=== Records ===
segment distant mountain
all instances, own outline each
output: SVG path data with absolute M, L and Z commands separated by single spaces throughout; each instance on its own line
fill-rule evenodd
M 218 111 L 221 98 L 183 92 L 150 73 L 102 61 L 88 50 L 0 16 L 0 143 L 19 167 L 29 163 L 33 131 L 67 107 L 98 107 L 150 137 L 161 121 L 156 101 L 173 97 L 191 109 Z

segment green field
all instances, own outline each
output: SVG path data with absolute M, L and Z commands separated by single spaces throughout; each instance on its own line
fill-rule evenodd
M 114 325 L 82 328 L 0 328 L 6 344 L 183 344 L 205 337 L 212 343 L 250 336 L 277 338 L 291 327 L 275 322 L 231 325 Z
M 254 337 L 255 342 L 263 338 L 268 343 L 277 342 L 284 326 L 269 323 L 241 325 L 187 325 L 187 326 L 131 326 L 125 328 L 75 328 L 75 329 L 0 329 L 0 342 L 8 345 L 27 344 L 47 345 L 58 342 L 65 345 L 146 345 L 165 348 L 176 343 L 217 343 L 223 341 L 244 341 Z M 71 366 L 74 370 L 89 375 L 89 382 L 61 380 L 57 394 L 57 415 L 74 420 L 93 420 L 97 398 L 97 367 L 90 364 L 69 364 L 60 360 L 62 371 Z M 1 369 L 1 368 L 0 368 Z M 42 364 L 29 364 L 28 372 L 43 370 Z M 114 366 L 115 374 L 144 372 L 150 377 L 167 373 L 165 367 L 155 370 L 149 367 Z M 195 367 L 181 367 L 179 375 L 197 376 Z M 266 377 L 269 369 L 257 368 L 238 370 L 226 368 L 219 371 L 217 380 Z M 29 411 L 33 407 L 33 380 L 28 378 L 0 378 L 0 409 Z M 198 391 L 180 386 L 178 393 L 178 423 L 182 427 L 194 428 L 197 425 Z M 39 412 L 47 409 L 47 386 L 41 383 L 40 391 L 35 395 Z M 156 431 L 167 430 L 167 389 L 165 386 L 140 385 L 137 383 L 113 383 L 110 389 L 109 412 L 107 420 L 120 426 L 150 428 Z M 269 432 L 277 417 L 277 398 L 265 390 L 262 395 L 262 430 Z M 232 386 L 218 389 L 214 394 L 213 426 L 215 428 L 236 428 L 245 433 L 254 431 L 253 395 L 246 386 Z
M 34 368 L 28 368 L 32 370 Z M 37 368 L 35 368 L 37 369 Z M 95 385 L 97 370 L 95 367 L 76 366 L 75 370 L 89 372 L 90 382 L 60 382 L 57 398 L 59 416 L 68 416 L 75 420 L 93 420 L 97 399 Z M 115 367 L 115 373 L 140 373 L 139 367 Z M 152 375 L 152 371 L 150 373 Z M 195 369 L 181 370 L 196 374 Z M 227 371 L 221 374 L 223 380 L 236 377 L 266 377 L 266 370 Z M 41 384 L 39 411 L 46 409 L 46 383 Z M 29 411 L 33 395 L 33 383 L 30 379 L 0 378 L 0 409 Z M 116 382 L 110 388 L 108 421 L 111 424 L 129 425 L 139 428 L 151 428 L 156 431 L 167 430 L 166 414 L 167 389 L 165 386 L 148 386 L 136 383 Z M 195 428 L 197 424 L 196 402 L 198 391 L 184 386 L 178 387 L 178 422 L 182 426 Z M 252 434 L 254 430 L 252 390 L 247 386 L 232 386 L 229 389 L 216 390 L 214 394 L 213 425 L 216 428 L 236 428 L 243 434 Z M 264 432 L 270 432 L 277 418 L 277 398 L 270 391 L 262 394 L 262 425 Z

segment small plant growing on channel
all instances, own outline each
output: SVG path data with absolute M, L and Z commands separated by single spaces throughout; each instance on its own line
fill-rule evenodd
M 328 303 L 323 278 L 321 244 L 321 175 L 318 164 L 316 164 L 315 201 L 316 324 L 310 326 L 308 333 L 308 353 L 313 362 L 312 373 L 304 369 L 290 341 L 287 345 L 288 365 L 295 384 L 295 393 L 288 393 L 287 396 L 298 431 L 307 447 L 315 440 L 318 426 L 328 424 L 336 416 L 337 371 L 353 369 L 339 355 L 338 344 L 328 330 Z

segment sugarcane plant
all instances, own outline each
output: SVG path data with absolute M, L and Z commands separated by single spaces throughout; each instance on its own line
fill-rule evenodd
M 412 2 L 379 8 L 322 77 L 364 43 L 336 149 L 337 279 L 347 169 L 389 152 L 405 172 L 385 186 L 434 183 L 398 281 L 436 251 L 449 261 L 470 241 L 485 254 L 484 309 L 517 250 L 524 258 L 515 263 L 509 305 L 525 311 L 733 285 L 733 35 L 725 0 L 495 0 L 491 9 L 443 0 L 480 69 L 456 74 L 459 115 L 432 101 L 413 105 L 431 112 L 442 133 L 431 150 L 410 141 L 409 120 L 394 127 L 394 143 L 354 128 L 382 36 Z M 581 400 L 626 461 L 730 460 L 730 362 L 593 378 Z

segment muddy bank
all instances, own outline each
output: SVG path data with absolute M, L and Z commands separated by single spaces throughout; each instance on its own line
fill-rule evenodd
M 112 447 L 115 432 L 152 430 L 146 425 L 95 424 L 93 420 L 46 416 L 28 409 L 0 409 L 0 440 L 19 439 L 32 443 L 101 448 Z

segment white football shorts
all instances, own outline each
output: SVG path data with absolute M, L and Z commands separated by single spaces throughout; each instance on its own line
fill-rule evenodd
===
** Work task **
Write out every entry above, word for word.

** The answer **
segment distant mountain
all instances, own outline each
output: SVG path data with absolute M, L and Z commands separated by single spaces throughout; each instance on its own line
fill-rule evenodd
M 218 111 L 221 98 L 183 92 L 150 73 L 102 61 L 88 50 L 0 16 L 0 143 L 19 167 L 29 163 L 33 131 L 67 107 L 98 107 L 150 137 L 161 121 L 156 101 L 173 97 L 191 109 Z

segment green field
all instances, own outline each
output: SVG path data with absolute M, L and Z commands separated by single spaces throughout; each instance on its own line
fill-rule evenodd
M 114 325 L 82 328 L 0 328 L 6 344 L 183 344 L 205 337 L 212 343 L 250 336 L 277 338 L 291 327 L 275 322 L 231 325 Z
M 254 337 L 255 342 L 263 338 L 268 343 L 277 342 L 284 326 L 269 323 L 241 325 L 187 325 L 187 326 L 131 326 L 125 328 L 75 328 L 75 329 L 0 329 L 0 342 L 8 345 L 27 344 L 47 345 L 58 342 L 65 345 L 146 345 L 165 348 L 176 343 L 217 343 L 223 341 L 244 341 Z M 71 366 L 74 370 L 89 375 L 89 382 L 61 380 L 57 394 L 57 415 L 74 420 L 93 420 L 97 398 L 97 367 L 90 364 L 69 364 L 60 360 L 62 371 Z M 1 369 L 1 368 L 0 368 Z M 42 364 L 29 364 L 28 372 L 43 370 Z M 114 366 L 115 374 L 144 372 L 150 377 L 167 373 L 165 367 L 155 370 L 149 367 Z M 195 367 L 181 367 L 179 375 L 197 376 Z M 266 377 L 269 369 L 257 368 L 238 370 L 226 368 L 219 371 L 217 380 Z M 29 411 L 33 407 L 33 380 L 28 378 L 0 378 L 0 409 Z M 198 391 L 180 386 L 178 393 L 178 423 L 182 427 L 194 428 L 197 425 Z M 39 412 L 47 409 L 47 386 L 41 383 L 40 391 L 35 395 Z M 156 431 L 167 430 L 167 389 L 165 386 L 140 385 L 137 383 L 113 383 L 110 389 L 109 412 L 107 420 L 120 426 L 150 428 Z M 269 432 L 277 417 L 277 398 L 265 390 L 262 395 L 262 430 Z M 232 386 L 218 389 L 214 394 L 213 426 L 215 428 L 236 428 L 245 433 L 254 431 L 253 395 L 246 386 Z
M 34 368 L 28 368 L 32 370 Z M 37 368 L 35 368 L 37 369 Z M 95 385 L 97 370 L 95 367 L 76 366 L 75 370 L 89 372 L 90 382 L 60 382 L 57 398 L 59 416 L 68 416 L 75 420 L 93 420 L 97 399 Z M 115 367 L 115 373 L 140 373 L 139 367 Z M 152 375 L 152 371 L 150 373 Z M 195 369 L 181 370 L 196 374 Z M 227 371 L 221 374 L 223 380 L 236 377 L 266 377 L 266 370 Z M 41 384 L 39 411 L 46 409 L 46 383 Z M 29 411 L 33 395 L 33 383 L 30 379 L 0 378 L 0 409 Z M 116 382 L 110 388 L 108 421 L 111 424 L 129 425 L 139 428 L 151 428 L 156 431 L 167 430 L 166 414 L 167 389 L 165 386 L 148 386 L 136 383 Z M 195 428 L 197 424 L 196 402 L 198 391 L 184 386 L 178 387 L 178 422 L 182 426 Z M 252 434 L 254 430 L 252 390 L 247 386 L 232 386 L 229 389 L 216 390 L 214 394 L 213 425 L 216 428 L 236 428 L 243 434 Z M 264 432 L 270 432 L 277 418 L 277 398 L 270 391 L 262 394 L 262 425 Z

segment small plant growing on channel
all instances, own outline each
output: SVG path data with absolute M, L and Z commands separated by single spaces throughout; each instance on its own line
fill-rule evenodd
M 328 303 L 323 278 L 321 244 L 321 175 L 318 164 L 316 164 L 315 201 L 316 324 L 310 326 L 308 333 L 308 353 L 313 362 L 312 373 L 304 369 L 290 341 L 287 345 L 288 365 L 295 384 L 295 393 L 288 393 L 287 396 L 298 431 L 307 447 L 315 440 L 318 426 L 328 424 L 336 416 L 337 371 L 353 369 L 339 355 L 338 344 L 328 330 Z

segment sugarcane plant
all instances, own outline each
output: SVG path data with absolute M, L and Z commands separated by single spaces throughout; each instance on its own line
fill-rule evenodd
M 412 2 L 379 8 L 322 77 L 364 43 L 336 149 L 337 279 L 347 169 L 389 152 L 405 172 L 385 186 L 434 183 L 398 281 L 436 251 L 449 261 L 470 241 L 485 254 L 484 309 L 517 250 L 524 258 L 515 263 L 509 305 L 525 311 L 733 285 L 733 35 L 725 0 L 495 0 L 491 9 L 443 0 L 480 69 L 456 74 L 459 115 L 432 101 L 413 105 L 431 112 L 442 133 L 431 150 L 410 141 L 409 120 L 394 127 L 394 143 L 354 128 L 382 36 Z M 581 400 L 626 461 L 730 460 L 730 362 L 593 378 Z

segment muddy bank
all instances, own outline each
output: SVG path data with absolute M, L and Z commands separated by single spaces throughout; each instance on its own line
fill-rule evenodd
M 112 447 L 115 432 L 152 430 L 146 425 L 95 424 L 93 420 L 46 416 L 28 409 L 0 409 L 0 440 L 19 439 L 32 443 L 101 448 Z

segment white football shorts
all instances, own outline each
output: SVG path data with absolute M, L and Z commands separated by single spaces throughout; each instance on its own line
fill-rule evenodd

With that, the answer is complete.